> _Text extract_:
But now comes the question: is it possible to get a similar result just using the interpolation points? Essentially, the reduced points are enough to make the prediction.
Let's define a neural network (NN) in tensorflow. It starts with 5 nodes (that is, the interpolation points we have defined), and it has as output a one-hot vector in $S^2$, that is, 3 classes.
from sklearn.neural_network import MLPClassifier
from sklearn.metrics import accuracy_score
To make a fair comparison, in the above CNN model we should the same number of variables to be optimized on. This is not hard to find:
print(Predict_zeros.summary())
Note: if you try to do the counting of number of variables, don't forget that maxpooling layers don't have optimization parameters.
Let's say that we would like 1 hidden layer. We would like to have more or less 151 variables to optimize on. Hence, we should have
$$5\times k + k\times 3 \approx 151$$which gives (wounding up to integer) k= 20 as a decent choice.

> _Material_:
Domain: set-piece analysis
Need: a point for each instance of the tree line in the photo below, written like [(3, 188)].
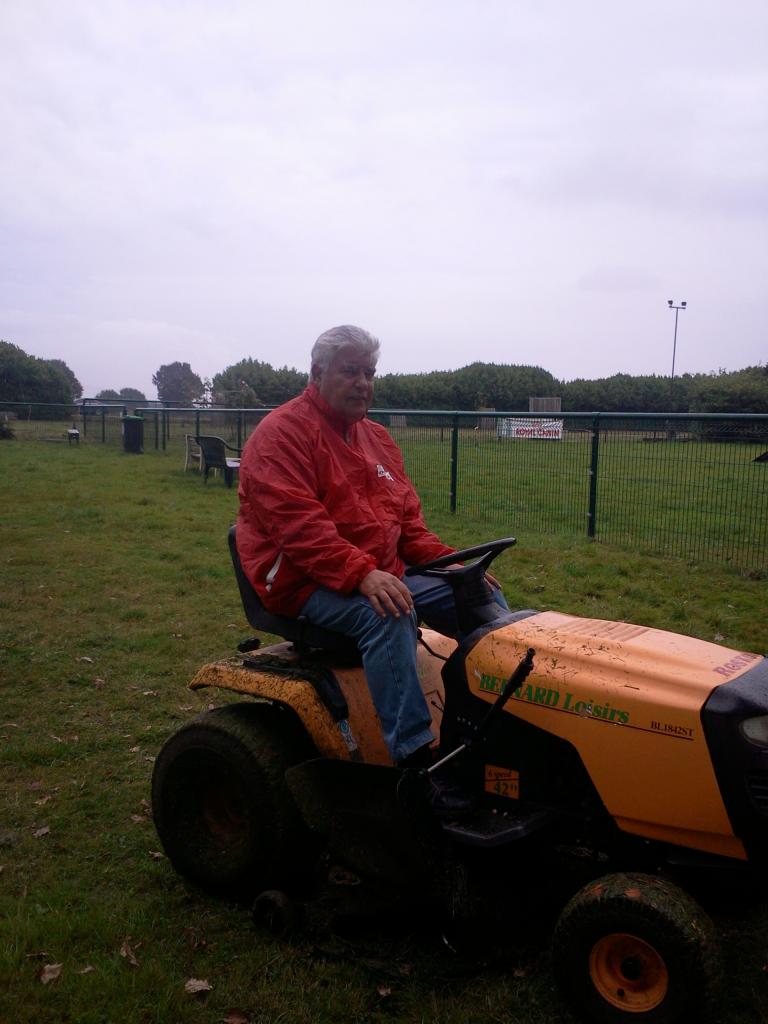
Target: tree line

> _Work to do_:
**a)** Echo the part of the neural network passage starting at "from sklearn.neural_network import" and ending at "have optimization parameters.".
**b)** Does each statement agree with the neural network passage? Answer yes or no for each, and quote the words that settle it. (i) The network takes 5 nodes as its input. (ii) Maxpooling layers have optimization parameters. (iii) The passage settles on 20 for k.
The data has nothing to do with the neural network passage.

> _Completed exercise_:
**a)**
from sklearn.neural_network import MLPClassifier
from sklearn.metrics import accuracy_score
To make a fair comparison, in the above CNN model we should the same number of variables to be optimized on. This is not hard to find:
print(Predict_zeros.summary())
Note: if you try to do the counting of number of variables, don't forget that maxpooling layers don't have optimization parameters.

**b)**
(i) Yes: "It starts with 5 nodes"
(ii) No: "maxpooling layers don't have optimization parameters"
(iii) Yes: "k= 20 as a decent choice"